TEXTO DE LA PÁGINA:
****************

Nuestras oraciones nunca molestan a Dios. No hay tiempo o lugar en que sea impropio orar a Dios. No hay nada que pueda impedirnos elevar nuestro corazón en ferviente oración. En medio de las multitudes y del afán de nuestros negocios, podemos ofrecer a Dios nuestras peticiones e implorar la divina dirección, como lo hizo Nehemías cuando hizo la petición delante del rey Artajerjes. En dondequiera que estemos podemos estar en comunión con él. Debemos tener abierta continuamente la puerta del corazón, e invitar siempre a Jesús a venir y morar en el alma como huésped celestial.
Aunque estemos rodeados de una atmósfera corrompida y manchada, no necesitamos respirar sus miasmas, antes bien podemos vivir en la atmósfera limpia del cielo. Podemos cerrar la entrada a toda imaginación impura y a todo pensamiento perverso, elevando el alma a Dios mediante la oración sincera. Aquellos cuyo corazón esté abierto para recibir el apoyo y la bendición de Dios, andarán en una atmósfera más santa que la del mundo y tendrán constante comunión con el cielo.
Necesitamos tener ideas más claras de Jesús y una comprensión más completa de las realidades eternas. La hermosura de la santidad ha de consolar el corazón de los hijos de Dios; y para que esto se lleve a cabo, debemos buscar las revelaciones divinas de las cosas celestiales.
Extiéndase y elévese el alma para que Dios pueda concedernos respirar la atmósfera celestial. Podemos mantenernos tan cerca de Dios que en cualquier prueba inesperada nuestros pensamientos se vuelvan a él tan naturalmente como la flor se vuelve al sol.
Presentad a Dios vuestras necesidades, gozos, tristezas, cuidados y temores. No podéis agobiarlo ni cansarlo. El que tiene contados los cabellos de vuestra cabeza, no es indiferente a las necesidades de sus hijos. “Porque el Señor es muy misericordioso y compasivo” (Sant. 5:11). Su amoroso corazón se conmueve por nuestras tristezas y aún por nuestra presentación de ellas. Llevadle todo lo que confunda vuestra mente. Ninguna cosa es demasiado grande para que él no la pueda soportar; él sostiene los mundos y gobierna todos los asuntos del universo. Ninguna cosa que de alguna manera afecte nuestra paz es tan pequeña que él no la note. No hay en nuestra experiencia ningún pasaje tan oscuro que él no pueda leer, ni perplejidad tan grande que él no pueda desenredar… Las relaciones entre Dios y cada una de las almas son tan claras y plenas como si no hubiese otra alma por la cual hubiera dado a su Hijo amado (El camino a Cristo, pp. 72, 73, versión 2003).

****************

DATOS EXTRAÍDOS:
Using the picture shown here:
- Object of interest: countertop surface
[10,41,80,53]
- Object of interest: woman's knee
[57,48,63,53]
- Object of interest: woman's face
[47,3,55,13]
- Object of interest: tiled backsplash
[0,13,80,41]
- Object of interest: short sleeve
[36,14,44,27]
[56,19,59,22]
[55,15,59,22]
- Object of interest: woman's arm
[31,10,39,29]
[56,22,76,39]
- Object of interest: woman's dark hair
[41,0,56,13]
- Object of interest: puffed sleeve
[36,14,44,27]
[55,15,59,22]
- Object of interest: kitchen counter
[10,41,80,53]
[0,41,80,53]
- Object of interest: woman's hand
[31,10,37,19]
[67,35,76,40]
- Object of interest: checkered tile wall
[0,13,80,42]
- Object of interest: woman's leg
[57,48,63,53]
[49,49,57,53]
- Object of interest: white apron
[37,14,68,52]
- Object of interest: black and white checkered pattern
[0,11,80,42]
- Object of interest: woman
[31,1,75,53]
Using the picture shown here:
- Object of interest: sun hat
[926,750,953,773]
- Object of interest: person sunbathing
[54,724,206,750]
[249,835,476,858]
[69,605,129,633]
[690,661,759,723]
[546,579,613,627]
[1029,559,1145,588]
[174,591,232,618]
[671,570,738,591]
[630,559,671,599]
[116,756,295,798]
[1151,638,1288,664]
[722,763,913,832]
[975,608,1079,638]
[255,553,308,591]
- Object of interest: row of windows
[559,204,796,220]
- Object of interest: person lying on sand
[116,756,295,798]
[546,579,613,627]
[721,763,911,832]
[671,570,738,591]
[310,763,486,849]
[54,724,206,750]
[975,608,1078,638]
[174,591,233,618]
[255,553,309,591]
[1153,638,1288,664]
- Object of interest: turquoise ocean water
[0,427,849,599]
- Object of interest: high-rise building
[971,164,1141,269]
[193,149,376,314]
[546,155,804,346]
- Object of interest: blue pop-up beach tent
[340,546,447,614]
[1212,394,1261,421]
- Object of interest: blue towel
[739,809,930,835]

****************

TAREA 1: Repite sin cambios el trozo del texto sobre la oración que empieza con las palabras "Aunque estemos rodeados" y acaba con "con el cielo.".
TAREA 2: Sigue escribiendo el texto sobre la oración a partir del punto en que se detiene.

RESPUESTA 1:
Aunque estemos rodeados de una atmósfera corrompida y manchada, no necesitamos respirar sus miasmas, antes bien podemos vivir en la atmósfera limpia del cielo. Podemos cerrar la entrada a toda imaginación impura y a todo pensamiento perverso, elevando el alma a Dios mediante la oración sincera. Aquellos cuyo corazón esté abierto para recibir el apoyo y la bendición de Dios, andarán en una atmósfera más santa que la del mundo y tendrán constante comunión con el cielo.

RESPUESTA 2:
Un anticipo del cielo. Descansad completamente en las manos de Jesús. Contemplad su gran amor, y mientras meditáis en su abnegación, su infinito sacrificio hecho en nuestro favor a fin de que creyéramos en él, vuestro corazón se llenará de santo gozo, tranquila paz e indescriptible amor. Mientras hablamos de Jesús, mientras lo invocamos en oración, se fortalece nuestra confianza de que es nuestro Salvador personal y amante, y su carácter aparecerá cada vez más hermoso… Podremos disfrutar de ricos festines de amor, y al creer plenamente que somos suyos por adopción, podremos gustar del cielo por anticipado. Esperad en el Señor con fe. Mientras oramos, él atrae nuestra alma y nos hace sentir su precioso amor. Nos aproximamos a él, y podemos mantener una dulce comunión con él. Vemos con claridad su ternura y compasión, y el corazón se quebranta y enternece al contemplar el amor que nos es dado. Ciertamente sentimos que hay un Cristo que mora en el alma. Vivimos en él, y nos sentimos a gusto con Jesús. Las promesas llenan el alma. Nuestra paz es como un río; ola tras ola de gloria inundan el corazón, y, sin duda, cenamos con Jesús y él con nosotros. Tenemos la sensación de que comprendemos el amor de Dios y descansamos en su amor. Ningún lenguaje puede describir esto; está más allá del conocimiento. Somos uno con Cristo; nuestra vida está escondida con Cristo en Dios. Sentimos la seguridad de que cuando se manifieste Aquel que es nuestra vida, entonces también seremos manifestados con él en gloria. Con profunda confianza podemos llamar a Dios nuestro Padre (Comentario bíblico adventista, t. 3, pp. 1165, 1166).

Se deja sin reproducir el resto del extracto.